Stored records
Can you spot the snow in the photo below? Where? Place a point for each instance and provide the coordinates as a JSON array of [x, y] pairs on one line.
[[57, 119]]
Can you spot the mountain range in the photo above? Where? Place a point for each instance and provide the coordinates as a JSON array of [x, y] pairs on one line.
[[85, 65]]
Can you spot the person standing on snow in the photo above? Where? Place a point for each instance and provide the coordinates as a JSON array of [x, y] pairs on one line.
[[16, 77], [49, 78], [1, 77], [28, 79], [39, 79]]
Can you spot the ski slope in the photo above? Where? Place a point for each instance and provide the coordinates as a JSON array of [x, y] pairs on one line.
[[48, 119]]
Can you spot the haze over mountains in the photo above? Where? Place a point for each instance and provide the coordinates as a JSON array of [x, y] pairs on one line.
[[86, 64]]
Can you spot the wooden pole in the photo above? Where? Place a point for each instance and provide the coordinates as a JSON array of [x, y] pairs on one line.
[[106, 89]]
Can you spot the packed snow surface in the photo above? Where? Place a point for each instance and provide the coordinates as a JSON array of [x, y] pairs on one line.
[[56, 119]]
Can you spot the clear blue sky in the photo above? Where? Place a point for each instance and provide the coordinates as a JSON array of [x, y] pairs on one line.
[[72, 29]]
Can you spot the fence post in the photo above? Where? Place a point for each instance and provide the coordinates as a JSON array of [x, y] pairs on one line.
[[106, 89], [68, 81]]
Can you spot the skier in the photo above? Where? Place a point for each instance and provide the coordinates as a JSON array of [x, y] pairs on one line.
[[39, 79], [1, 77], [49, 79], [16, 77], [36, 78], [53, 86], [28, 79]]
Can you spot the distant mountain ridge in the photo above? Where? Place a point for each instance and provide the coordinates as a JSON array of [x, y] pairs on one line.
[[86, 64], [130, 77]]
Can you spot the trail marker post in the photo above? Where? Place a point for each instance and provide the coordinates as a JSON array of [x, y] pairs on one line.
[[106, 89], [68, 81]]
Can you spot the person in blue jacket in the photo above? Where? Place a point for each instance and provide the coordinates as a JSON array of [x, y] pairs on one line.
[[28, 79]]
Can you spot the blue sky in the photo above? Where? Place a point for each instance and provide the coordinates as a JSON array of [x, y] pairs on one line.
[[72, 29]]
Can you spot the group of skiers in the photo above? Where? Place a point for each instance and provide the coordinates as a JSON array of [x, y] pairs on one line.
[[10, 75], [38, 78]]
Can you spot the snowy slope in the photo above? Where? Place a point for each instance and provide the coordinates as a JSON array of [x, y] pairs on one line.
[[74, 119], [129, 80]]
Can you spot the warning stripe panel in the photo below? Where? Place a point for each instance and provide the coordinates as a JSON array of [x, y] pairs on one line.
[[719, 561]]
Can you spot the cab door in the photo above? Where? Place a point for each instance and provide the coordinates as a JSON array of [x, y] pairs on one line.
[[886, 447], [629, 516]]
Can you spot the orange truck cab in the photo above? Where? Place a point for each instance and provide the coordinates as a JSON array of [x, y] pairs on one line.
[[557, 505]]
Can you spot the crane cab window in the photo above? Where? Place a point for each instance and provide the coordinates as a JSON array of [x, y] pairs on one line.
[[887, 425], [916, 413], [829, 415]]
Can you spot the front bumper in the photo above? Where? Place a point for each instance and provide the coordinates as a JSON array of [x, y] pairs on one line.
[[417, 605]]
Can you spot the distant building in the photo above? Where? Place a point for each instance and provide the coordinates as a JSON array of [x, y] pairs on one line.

• Aim of the exercise
Transcribe every line of the listing above without any changes.

• Solution below
Can you spot the snow in the photo below? Where? Place a point for each instance and provide the coordinates as a JSON array of [x, y] pairs on one line.
[[57, 119]]
Can you spot the mountain range in the photo above? Where? Place a point for each instance and provide the coordinates as a JSON array of [x, y] pairs on one line.
[[85, 65]]
Can you spot the person standing on snow in the photo above? Where? Place a point for each instance and provide the coordinates as a JSON array of [x, y] pairs on one line.
[[16, 77], [49, 78], [1, 77], [28, 79], [39, 79]]
Can you spot the ski slope in the photo above? Where? Place a point for each instance and provide the coordinates as a JSON array of [x, y] pairs on one line.
[[48, 119]]
Can you spot the haze over mountains in the photo above? Where? Place a point for each instance and provide the coordinates as a JSON array of [x, y] pairs on one line.
[[86, 64]]
Can you spot the wooden pole in the photo above? Where? Place a point for each instance and provide the coordinates as a JSON array of [x, y] pairs on one line.
[[106, 89]]
Can you spot the packed snow surface in the photo above? Where? Place a point for each instance and provide the coordinates as a JSON array of [x, y] pairs on one line.
[[56, 119]]
Can you spot the clear blue sky in the photo above? Where? Place a point for each instance and provide the coordinates as a JSON array of [x, y] pairs on one line.
[[72, 29]]
Can you spot the fence post in the photo above? Where? Place a point for each instance and provide the coordinates as a JSON array of [x, y] pairs on one line.
[[106, 89], [68, 81]]
Can you spot the skier in the photo above? Where? Place a point for each instance and provide the coordinates as a JSON array of [x, y] pairs on one line.
[[39, 79], [1, 77], [49, 79], [16, 77], [36, 78], [53, 86], [28, 79]]
Can you spot the distant mountain ridge in the photo above? Where? Place a point for each instance and provide the coordinates as a JSON array of [x, y] pairs on one line.
[[86, 64], [130, 77]]
Can you spot the trail marker post in the photo above? Where? Place a point for each instance and provide the coordinates as a JSON array of [x, y] pairs on one line.
[[106, 89], [68, 81]]
Can you spot the person in blue jacket in the photo above? Where? Place a point for each instance and provide the coordinates as a JSON array of [x, y] pairs on one line.
[[28, 79]]
Can you spot the blue sky in the photo above? Where? Place a point for each instance and provide the coordinates as a JSON array of [x, y] pairs on one line.
[[72, 29]]
Can you spot the group of skiers in the photo above? Where? Place a point for each instance and provide the coordinates as a JSON array of [x, y] pairs on one line.
[[10, 75], [38, 78]]
Can you spot the snowy slope in the photo above? Where? Place a point for each instance and provide the coordinates as a JSON array of [x, y] pairs on one line.
[[74, 119], [129, 80]]
Can you spot the warning stripe panel in the photo below? Where? Place a point for each instance and provide the coordinates as a JSON array of [x, y] pairs on one line.
[[719, 561]]
Can you spot the cab door in the photo above? Where? Place a point for each instance and provide the coordinates as a JSON array of [x, y] pairs on one line.
[[886, 447], [629, 516]]
Can you spot the orange truck cab in the photo above? Where? Place a point for each instance and provide the coordinates as a JSON array of [x, y] pairs on one line.
[[557, 505]]
Can you spot the crane cab window in the photo above? Where? Place a point for each instance and provide the coordinates as a JSON array of [x, y] pairs on one line.
[[887, 425], [916, 413], [829, 415]]
Can you spot the front bumper in the photo above? Where? Place a point for each instance and provide the coordinates as a JSON array of [x, y] pairs on one line.
[[417, 605]]
Can you spot the distant building in the photo above? Where? Place a point for each instance and provide the coordinates as a JSON array of [x, y] pairs on one line.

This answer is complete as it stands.